■ **PROBLEM**
In the article below on Daylight Saving Time in Massachusetts, rewrite the paragraph beginning "These rhythms control both sleep and wakefulness" as a short bulleted list that keeps its main facts.

SELECTED EXCERPT START

Should Massachusetts ditch time change?
BOSTON - Daylight Saving Time is back and it's here until November.
The annual rite of springing forward on the clock is a polarizing topic, and it got us wondering - should Massachusetts ditch time change?
"I feel like for a month I notice I'm not the same," a customer at Rocco's Doughnut Company in Westboro told WBZ-TV.
It's not just her. Time change has been linked to an increased risk of heart attack, stroke and injury, specifically car accidents.
Overnight workers can feel the effects even worse, like the crew at Rocco's.
"It's always something like we need to let everyone know, 'just so you know, you're going to need to lose an hour of work so let's get in there earlier and get this thing pumping quicker,'" said Vinny Astrella, co-founder of the immensely popular doughnut shop. He said the time change is a hurdle his company and customers have to deal with.
Those hurdles start with our circadian rhythms.
"These rhythms control both sleep and wakefulness but also control such as gastric acid secretion, metabolism, various hormones," said Dr. Milena Pavlova. She is the Medical Director of the Sleep Testing Center at Brigham and Women's Faulkner Hospital. She points out that our sleep and wake patterns are tied to a lot more than you may think.

SELECTED EXCERPT END
COLLECTED MATERIAL START

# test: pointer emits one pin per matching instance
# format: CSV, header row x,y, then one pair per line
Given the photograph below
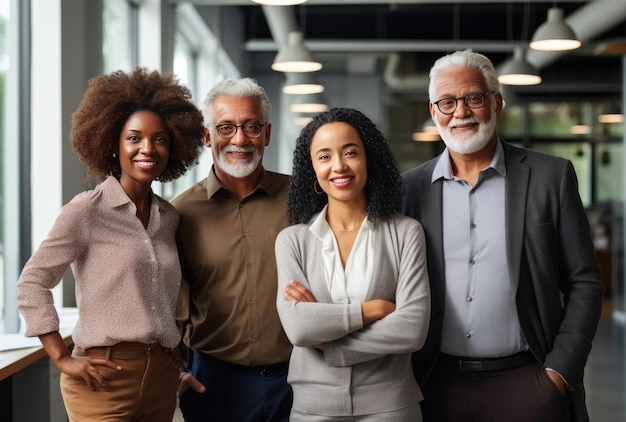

COLLECTED MATERIAL END

■ **COMPLETED TASK**
- Circadian rhythms control sleep and wakefulness, as well as gastric acid secretion, metabolism and various hormones.
- Dr. Milena Pavlova, Medical Director of the Sleep Testing Center at Brigham and Women's Faulkner Hospital, made this point.
- She notes that sleep and wake patterns are tied to much more than people may think.